TASK SET
a: Answer these questions from the text on the experience score dashboard, one line each, marked the same way:
(i) Which range of experience scores is considered good?
(ii) Which machines does the dashboard show by default?
(iii) What period does the sparkline in the charts cover?
b: Reproduce the text on the experience score dashboard between "On the left" and "last seven days.", inclusive.

EXTRACT TO READ

Experience scores range from zero to ten. Scores from zero to four are considered bad, scores from four to seven are considered medium, and scores from seven to ten are considered good.
Experience Score Dashboard
The experience score dashboard is the entry point of the uberAgent UXM Splunk app. It visualizes experience scores for the entire estate, breaking the data down by category and component, highlighting components where potential issues originate from.
The dashboard also provides quick access to important KPIs like logon duration, application responsiveness, or application errors.
Overall Score
The filter at the top allows filtering the dashboard to a subset of machines. By default, all machines are shown.
On the left in the second row, one can see the overall score and the trend compared to yesterday. On the right, the score development over time is visualized.
Machine, User Session, and Application Scores
The overall score derives from three categories:
- Machine score: quality indicator for machine performance and health
- User session score: quality indicator for user session performance and health
- Application score: quality indicator for application performance and health
The charts show a trend indicator for the last day as well as a sparkline for the last seven days.

DATA SUPPLIED

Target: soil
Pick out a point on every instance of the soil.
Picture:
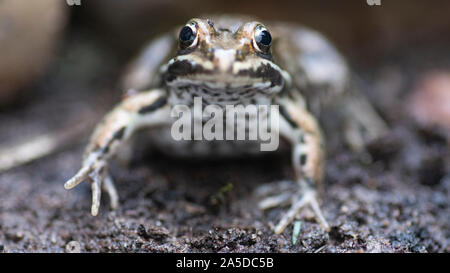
(395, 198)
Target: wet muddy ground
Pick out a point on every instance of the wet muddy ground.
(398, 202)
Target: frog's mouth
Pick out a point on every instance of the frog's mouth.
(260, 75)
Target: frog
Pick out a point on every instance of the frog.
(238, 60)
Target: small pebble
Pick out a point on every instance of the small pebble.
(73, 247)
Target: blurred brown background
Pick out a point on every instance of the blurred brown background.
(30, 31)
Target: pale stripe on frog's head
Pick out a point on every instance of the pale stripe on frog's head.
(225, 56)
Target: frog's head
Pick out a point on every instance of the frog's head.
(227, 56)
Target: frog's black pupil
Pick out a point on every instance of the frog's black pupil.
(187, 36)
(263, 38)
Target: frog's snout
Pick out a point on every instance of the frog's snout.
(224, 59)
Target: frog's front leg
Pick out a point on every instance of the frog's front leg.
(300, 128)
(145, 109)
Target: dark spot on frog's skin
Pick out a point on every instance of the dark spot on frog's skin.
(302, 139)
(154, 106)
(310, 182)
(303, 158)
(287, 117)
(239, 56)
(182, 68)
(266, 72)
(119, 134)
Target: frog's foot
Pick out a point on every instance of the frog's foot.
(306, 196)
(96, 172)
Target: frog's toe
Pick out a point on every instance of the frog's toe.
(287, 193)
(108, 186)
(306, 197)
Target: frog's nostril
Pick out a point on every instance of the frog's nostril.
(224, 58)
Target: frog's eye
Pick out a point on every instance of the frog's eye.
(262, 39)
(187, 36)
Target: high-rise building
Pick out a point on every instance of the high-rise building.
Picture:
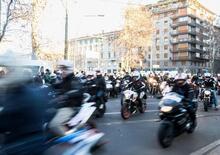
(96, 52)
(181, 38)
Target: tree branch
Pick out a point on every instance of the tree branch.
(8, 14)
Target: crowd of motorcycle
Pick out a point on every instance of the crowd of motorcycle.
(54, 112)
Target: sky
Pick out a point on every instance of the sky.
(83, 19)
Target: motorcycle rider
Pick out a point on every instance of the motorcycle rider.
(113, 82)
(23, 106)
(209, 83)
(74, 99)
(183, 88)
(101, 85)
(138, 84)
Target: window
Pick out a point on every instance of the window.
(183, 19)
(158, 56)
(182, 11)
(183, 62)
(158, 48)
(183, 37)
(183, 28)
(157, 40)
(165, 47)
(165, 55)
(165, 63)
(183, 45)
(165, 39)
(158, 32)
(165, 30)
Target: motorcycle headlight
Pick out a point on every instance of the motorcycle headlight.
(166, 109)
(207, 92)
(127, 95)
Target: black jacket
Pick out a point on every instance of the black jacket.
(186, 90)
(70, 83)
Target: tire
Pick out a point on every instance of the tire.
(101, 109)
(205, 107)
(125, 111)
(143, 108)
(192, 127)
(165, 134)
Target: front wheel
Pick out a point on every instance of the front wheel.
(143, 107)
(205, 106)
(101, 109)
(165, 134)
(192, 127)
(125, 111)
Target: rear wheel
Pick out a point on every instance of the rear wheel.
(125, 111)
(165, 134)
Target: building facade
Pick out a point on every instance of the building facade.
(181, 38)
(96, 52)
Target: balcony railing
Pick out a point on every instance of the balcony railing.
(190, 40)
(181, 23)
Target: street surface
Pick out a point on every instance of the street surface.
(138, 135)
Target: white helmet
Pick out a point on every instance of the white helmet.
(181, 79)
(66, 67)
(208, 75)
(65, 64)
(181, 76)
(136, 75)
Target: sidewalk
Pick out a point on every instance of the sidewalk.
(214, 151)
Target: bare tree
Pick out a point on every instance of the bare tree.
(37, 9)
(135, 36)
(13, 11)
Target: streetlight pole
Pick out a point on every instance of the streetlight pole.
(66, 35)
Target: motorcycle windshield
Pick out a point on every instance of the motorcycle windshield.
(171, 99)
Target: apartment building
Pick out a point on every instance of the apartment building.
(96, 52)
(181, 38)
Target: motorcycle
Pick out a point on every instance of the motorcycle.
(99, 100)
(154, 86)
(218, 87)
(207, 99)
(130, 103)
(79, 140)
(175, 118)
(109, 88)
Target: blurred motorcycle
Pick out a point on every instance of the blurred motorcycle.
(175, 118)
(130, 103)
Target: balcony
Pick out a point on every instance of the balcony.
(200, 57)
(181, 23)
(189, 40)
(190, 31)
(180, 58)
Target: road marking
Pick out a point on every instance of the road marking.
(207, 148)
(130, 122)
(145, 120)
(117, 113)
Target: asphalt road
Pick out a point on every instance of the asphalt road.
(138, 135)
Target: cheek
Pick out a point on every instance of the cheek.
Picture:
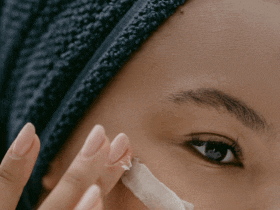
(127, 201)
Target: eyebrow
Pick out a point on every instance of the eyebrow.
(211, 97)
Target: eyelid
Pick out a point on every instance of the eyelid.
(187, 145)
(223, 139)
(238, 154)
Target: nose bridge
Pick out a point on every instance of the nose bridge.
(267, 185)
(268, 196)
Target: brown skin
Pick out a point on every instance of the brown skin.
(229, 45)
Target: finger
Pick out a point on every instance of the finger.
(91, 200)
(82, 173)
(121, 154)
(17, 165)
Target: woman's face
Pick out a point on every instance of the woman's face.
(209, 52)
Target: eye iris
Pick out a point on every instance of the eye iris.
(215, 151)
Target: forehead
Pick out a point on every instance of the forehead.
(230, 45)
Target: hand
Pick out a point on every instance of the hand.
(92, 174)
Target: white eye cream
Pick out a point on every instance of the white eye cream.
(153, 193)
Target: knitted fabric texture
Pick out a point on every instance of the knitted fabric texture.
(49, 43)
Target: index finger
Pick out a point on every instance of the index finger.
(15, 170)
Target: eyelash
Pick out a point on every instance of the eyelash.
(234, 148)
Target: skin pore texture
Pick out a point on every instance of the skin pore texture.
(231, 46)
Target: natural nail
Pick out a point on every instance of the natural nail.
(90, 199)
(24, 140)
(118, 147)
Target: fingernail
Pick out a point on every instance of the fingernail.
(94, 141)
(118, 147)
(24, 140)
(90, 198)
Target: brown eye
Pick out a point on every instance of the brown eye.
(216, 151)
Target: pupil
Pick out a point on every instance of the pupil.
(215, 151)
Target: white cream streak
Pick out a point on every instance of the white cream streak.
(153, 193)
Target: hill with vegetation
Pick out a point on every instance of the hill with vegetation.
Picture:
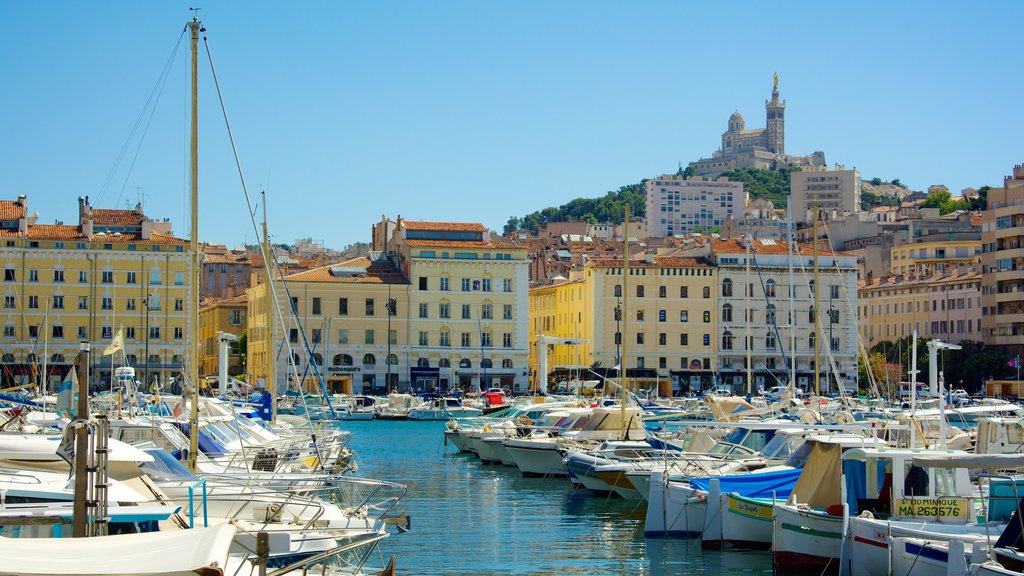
(770, 184)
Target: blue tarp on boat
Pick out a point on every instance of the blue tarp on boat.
(760, 485)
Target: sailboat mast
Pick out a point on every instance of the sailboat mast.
(270, 383)
(817, 310)
(194, 28)
(626, 299)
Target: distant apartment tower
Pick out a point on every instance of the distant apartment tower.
(1003, 264)
(677, 205)
(836, 193)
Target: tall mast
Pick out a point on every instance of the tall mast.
(194, 28)
(748, 317)
(626, 295)
(793, 295)
(817, 310)
(270, 383)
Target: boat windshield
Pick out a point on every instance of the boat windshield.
(781, 446)
(800, 455)
(165, 468)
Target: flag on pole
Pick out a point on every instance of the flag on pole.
(117, 344)
(67, 393)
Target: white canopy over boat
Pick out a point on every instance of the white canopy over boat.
(178, 552)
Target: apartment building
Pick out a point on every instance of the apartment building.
(767, 317)
(1003, 264)
(468, 322)
(677, 205)
(227, 316)
(658, 322)
(65, 284)
(337, 323)
(943, 304)
(835, 192)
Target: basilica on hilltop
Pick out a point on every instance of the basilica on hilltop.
(759, 148)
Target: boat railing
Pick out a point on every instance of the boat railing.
(192, 503)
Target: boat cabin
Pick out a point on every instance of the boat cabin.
(905, 484)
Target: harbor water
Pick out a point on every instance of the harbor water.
(473, 519)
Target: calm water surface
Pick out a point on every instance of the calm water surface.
(471, 519)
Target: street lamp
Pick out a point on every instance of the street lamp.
(145, 302)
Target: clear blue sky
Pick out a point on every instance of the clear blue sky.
(478, 111)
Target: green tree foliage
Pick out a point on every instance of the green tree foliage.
(870, 200)
(608, 208)
(771, 184)
(943, 200)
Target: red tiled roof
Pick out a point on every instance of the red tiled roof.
(445, 227)
(103, 216)
(659, 261)
(463, 244)
(11, 210)
(377, 273)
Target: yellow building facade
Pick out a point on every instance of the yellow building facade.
(227, 316)
(561, 310)
(65, 284)
(340, 328)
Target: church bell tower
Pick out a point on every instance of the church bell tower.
(775, 121)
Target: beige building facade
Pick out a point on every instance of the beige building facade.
(942, 304)
(1003, 264)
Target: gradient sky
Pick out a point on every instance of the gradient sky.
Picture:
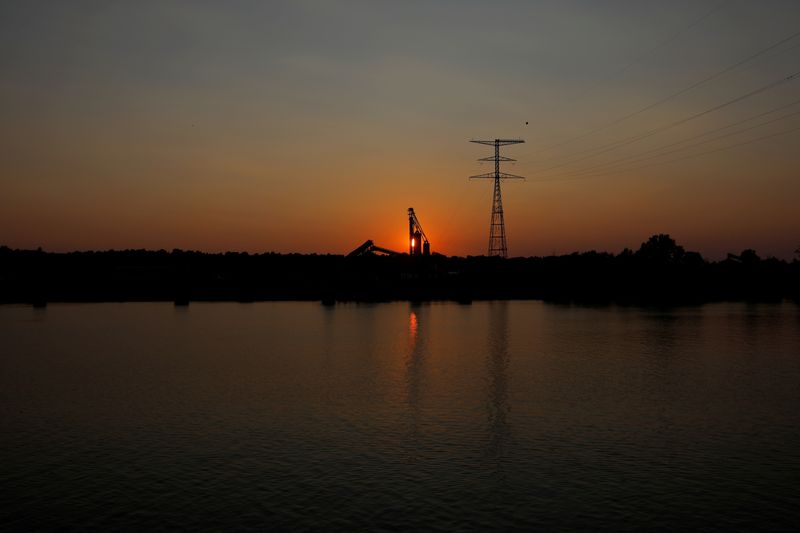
(311, 126)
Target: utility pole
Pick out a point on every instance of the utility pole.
(497, 228)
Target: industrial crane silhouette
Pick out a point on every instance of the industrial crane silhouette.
(497, 227)
(417, 241)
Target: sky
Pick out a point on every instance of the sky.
(311, 126)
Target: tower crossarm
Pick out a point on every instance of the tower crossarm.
(499, 158)
(499, 142)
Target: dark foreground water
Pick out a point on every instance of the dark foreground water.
(498, 415)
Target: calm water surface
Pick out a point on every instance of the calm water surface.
(496, 415)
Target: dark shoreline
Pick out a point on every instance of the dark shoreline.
(660, 272)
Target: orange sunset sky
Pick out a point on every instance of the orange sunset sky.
(312, 126)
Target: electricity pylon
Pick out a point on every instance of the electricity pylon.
(497, 228)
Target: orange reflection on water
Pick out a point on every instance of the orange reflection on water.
(412, 325)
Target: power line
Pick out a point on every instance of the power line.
(637, 157)
(677, 93)
(691, 156)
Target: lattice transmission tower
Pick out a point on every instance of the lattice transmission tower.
(497, 227)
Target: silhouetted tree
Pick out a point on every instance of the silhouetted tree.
(749, 256)
(661, 249)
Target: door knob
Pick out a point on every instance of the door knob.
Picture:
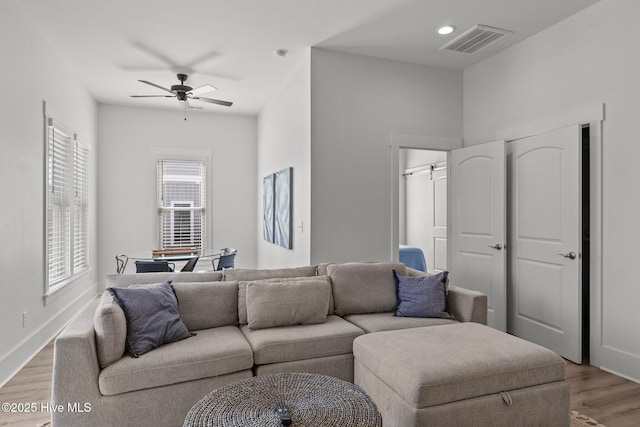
(570, 255)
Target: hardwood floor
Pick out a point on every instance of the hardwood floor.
(611, 400)
(607, 398)
(31, 385)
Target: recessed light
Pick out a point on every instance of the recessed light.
(446, 29)
(280, 53)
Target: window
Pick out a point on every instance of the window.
(67, 206)
(181, 204)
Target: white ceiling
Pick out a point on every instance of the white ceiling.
(230, 43)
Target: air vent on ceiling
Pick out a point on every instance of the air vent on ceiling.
(478, 37)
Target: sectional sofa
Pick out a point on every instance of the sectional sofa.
(246, 322)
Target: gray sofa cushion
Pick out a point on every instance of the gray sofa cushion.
(279, 273)
(287, 302)
(210, 353)
(242, 295)
(204, 305)
(364, 287)
(376, 322)
(124, 280)
(288, 343)
(111, 330)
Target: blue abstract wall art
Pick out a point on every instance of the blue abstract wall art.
(267, 205)
(276, 204)
(282, 220)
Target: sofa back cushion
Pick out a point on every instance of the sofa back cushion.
(279, 273)
(287, 302)
(204, 305)
(364, 287)
(110, 324)
(242, 292)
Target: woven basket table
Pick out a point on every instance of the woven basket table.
(313, 401)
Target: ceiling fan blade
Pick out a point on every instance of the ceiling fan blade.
(155, 85)
(202, 89)
(214, 101)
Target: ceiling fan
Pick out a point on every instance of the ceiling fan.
(184, 93)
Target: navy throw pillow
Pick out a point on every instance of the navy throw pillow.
(422, 296)
(152, 316)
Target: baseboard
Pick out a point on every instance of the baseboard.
(23, 352)
(620, 363)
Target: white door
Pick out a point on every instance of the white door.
(478, 225)
(439, 229)
(545, 290)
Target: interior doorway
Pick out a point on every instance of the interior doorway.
(423, 208)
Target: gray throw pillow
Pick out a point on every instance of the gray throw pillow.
(422, 296)
(152, 316)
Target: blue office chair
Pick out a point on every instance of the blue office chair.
(154, 267)
(190, 265)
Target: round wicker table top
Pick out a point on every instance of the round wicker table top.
(313, 401)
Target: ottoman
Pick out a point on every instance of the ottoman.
(464, 374)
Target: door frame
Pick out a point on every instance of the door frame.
(592, 116)
(398, 140)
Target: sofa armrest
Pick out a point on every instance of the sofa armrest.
(467, 305)
(76, 369)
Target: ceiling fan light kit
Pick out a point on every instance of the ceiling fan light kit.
(185, 93)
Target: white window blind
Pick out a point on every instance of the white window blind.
(181, 204)
(80, 208)
(59, 216)
(67, 205)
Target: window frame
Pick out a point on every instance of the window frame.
(184, 154)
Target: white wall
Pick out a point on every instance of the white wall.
(357, 103)
(588, 59)
(32, 71)
(284, 140)
(127, 186)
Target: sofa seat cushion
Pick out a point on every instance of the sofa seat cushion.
(287, 303)
(204, 305)
(242, 291)
(211, 352)
(360, 288)
(289, 343)
(440, 364)
(240, 274)
(376, 322)
(110, 324)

SOLUTIONS TO THE TASKS
a:
(i) Scores from seven to ten.
(ii) All machines.
(iii) The last seven days.

b:
On the left in the second row, one can see the overall score and the trend compared to yesterday. On the right, the score development over time is visualized.
Machine, User Session, and Application Scores
The overall score derives from three categories:
- Machine score: quality indicator for machine performance and health
- User session score: quality indicator for user session performance and health
- Application score: quality indicator for application performance and health
The charts show a trend indicator for the last day as well as a sparkline for the last seven days.